> LIST OF TASKS:
**a)** Translate this sentence from the Star Wars forum thread into Spanish: "You can do a lot of damage with a pole saw, miniature or not."
**b)** In the Star Wars forum thread, how many people voted in total in the "Sith or Jedi?" poll?
**c)** Reproduce the Star Wars forum thread starting at the words "I thought of" and stopping after "on largely unchanged.".

> PASSAGE PROVIDED:
- - -
All Things Star Wars

Sith or Jedi?

  • Sith

    Votes: 32 37.2%
  • Jedi

    Votes: 51 59.3%
  • Chuck Norris

    Votes: 3 3.5%

  • Total voters
    86
I wish! Looks like a miniature one of these to me:

Could be worse. You can do a lot of damage with a pole saw, miniature or not. Besides, in the Golden Age of FPS games availability of a chain saw was pretty much a requirement.
 
still not following the thread on spoiler avoidance issues but it might be like background material is now getting into print .

ı know what happened to Snoke's head . Don't get yourselves decanonized .
 
I thought of a fun Star Wars question I'd like to discuss here.

Near the end of A New Hope, when Han Solo shoots the wingman ship of Vader to knock them out of range to allow Luke to shoot the Death Star:

What if Han Solo/Millenium Falcon actually shot Vader's ship, destroying and thus killing Vader?

How much do you think this would have changed things?
 
In order of most likely to least likely:

- Vader senses the lazer blast and evades. Story continues on unchanged.
- Vader force deflects the blast into the neighboring Tie Fighter. Story continues on unchanged.
- Vader gets hit. His ship explodes. Vader preserves himself using force powers, à la Leia in TLJ. Vader gets rescued and takes a few weeks to recover. Story continues on largely unchanged.
- - -
> EXTRACTED INFORMATION:

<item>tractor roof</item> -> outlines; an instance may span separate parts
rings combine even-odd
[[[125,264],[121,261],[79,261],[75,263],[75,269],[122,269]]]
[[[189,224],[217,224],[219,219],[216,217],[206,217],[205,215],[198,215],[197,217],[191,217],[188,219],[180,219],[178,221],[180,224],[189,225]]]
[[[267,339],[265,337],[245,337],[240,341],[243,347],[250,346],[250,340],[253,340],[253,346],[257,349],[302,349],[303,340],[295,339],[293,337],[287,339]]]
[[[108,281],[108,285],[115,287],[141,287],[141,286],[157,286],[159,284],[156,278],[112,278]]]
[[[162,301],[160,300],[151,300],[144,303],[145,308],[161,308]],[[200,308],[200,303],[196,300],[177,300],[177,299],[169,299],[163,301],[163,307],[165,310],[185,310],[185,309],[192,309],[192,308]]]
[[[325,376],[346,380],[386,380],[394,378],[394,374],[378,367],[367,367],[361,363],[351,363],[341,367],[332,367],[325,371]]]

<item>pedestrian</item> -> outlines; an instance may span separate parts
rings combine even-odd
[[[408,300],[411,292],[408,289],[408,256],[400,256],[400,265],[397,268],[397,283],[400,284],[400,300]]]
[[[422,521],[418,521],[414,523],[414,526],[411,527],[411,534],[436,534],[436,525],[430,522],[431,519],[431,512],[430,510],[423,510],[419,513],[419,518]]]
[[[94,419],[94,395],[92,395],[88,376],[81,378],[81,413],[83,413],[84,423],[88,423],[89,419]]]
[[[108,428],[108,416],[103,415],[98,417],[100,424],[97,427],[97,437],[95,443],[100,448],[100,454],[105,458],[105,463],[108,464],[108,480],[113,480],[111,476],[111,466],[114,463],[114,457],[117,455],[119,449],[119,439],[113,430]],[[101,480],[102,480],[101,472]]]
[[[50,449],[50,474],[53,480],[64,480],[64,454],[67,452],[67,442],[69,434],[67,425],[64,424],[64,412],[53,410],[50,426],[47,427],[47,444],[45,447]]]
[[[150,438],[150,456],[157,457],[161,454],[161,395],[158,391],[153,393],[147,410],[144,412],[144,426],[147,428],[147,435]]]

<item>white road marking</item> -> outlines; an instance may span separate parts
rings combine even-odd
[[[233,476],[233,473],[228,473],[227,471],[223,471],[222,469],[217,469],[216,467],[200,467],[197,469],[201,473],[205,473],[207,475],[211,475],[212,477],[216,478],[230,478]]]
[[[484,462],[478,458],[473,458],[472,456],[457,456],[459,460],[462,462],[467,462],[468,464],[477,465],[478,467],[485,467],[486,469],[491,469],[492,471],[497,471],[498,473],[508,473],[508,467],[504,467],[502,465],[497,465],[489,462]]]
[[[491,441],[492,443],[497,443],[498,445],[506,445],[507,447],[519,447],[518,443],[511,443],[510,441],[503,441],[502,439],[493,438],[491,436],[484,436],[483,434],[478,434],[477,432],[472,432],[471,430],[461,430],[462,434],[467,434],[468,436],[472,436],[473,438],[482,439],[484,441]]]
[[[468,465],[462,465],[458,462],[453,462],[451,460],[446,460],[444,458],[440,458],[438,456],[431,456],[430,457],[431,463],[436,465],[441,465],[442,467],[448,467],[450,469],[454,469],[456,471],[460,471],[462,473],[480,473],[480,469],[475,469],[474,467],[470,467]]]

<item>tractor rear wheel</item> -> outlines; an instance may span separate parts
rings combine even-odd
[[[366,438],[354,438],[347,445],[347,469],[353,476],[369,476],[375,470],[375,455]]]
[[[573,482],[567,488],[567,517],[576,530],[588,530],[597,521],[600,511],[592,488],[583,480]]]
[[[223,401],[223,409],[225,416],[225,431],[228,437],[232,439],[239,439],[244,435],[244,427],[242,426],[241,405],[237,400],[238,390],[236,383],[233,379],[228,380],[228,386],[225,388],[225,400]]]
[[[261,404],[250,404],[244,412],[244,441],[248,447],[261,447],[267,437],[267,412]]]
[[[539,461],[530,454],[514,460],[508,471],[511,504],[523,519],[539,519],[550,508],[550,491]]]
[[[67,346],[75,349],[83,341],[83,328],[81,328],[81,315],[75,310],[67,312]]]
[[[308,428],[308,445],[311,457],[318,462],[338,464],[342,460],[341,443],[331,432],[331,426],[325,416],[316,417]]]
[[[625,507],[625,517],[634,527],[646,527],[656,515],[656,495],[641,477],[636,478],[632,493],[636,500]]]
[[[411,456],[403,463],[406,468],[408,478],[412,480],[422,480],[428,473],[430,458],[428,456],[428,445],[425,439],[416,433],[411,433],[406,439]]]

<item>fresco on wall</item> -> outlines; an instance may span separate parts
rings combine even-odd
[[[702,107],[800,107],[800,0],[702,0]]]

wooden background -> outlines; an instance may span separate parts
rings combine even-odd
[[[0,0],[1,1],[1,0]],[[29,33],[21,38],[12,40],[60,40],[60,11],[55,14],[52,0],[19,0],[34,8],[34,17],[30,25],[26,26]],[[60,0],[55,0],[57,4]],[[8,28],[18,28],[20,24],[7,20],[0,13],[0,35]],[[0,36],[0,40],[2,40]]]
- - -
> SOLUTIONS BELOW:
**a)** Se puede hacer mucho daño con una sierra de pértiga, sea en miniatura o no.

**b)** 86

**c)**
I thought of a fun Star Wars question I'd like to discuss here.

Near the end of A New Hope, when Han Solo shoots the wingman ship of Vader to knock them out of range to allow Luke to shoot the Death Star:

What if Han Solo/Millenium Falcon actually shot Vader's ship, destroying and thus killing Vader?

How much do you think this would have changed things?
 
In order of most likely to least likely:

- Vader senses the lazer blast and evades. Story continues on unchanged.
- Vader force deflects the blast into the neighboring Tie Fighter. Story continues on unchanged.
- Vader gets hit. His ship explodes. Vader preserves himself using force powers, à la Leia in TLJ. Vader gets rescued and takes a few weeks to recover. Story continues on largely unchanged.